_WHAT IS EXPECTED_: Each line from the one containing "report each as" through the final line below must be reproduced exactly, and no others.

[Items from a dataset]
****
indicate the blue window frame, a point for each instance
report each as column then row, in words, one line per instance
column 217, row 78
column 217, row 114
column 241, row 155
****
_SOLUTION FOR THIS TASK_:
report each as column then row, in words, one line per instance
column 217, row 78
column 217, row 114
column 241, row 155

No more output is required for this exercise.